STATED GOAL - Copy the lines below character for character, leaving out the pictures.

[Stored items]

#####

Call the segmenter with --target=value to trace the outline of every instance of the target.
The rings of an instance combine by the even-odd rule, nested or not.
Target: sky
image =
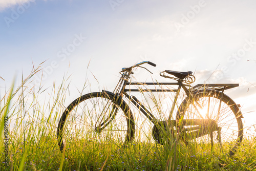
[[[255,7],[251,0],[0,0],[0,93],[44,62],[32,79],[47,87],[70,76],[68,104],[87,79],[93,91],[111,90],[122,68],[148,60],[154,74],[140,69],[137,81],[167,81],[159,73],[170,70],[192,71],[194,85],[239,83],[227,94],[246,124],[255,124]]]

#####

TASK RESULT -
Call the segmenter with --target=value to trace the outline of every instance of the target.
The rings of an instance combine by the even-odd rule, nested or not.
Target: sky
image =
[[[255,7],[251,0],[0,0],[0,93],[44,62],[32,79],[47,87],[70,76],[68,104],[87,79],[93,91],[111,90],[122,68],[148,60],[154,74],[140,69],[137,81],[167,81],[159,73],[170,70],[192,71],[194,85],[239,83],[227,94],[246,124],[255,124]]]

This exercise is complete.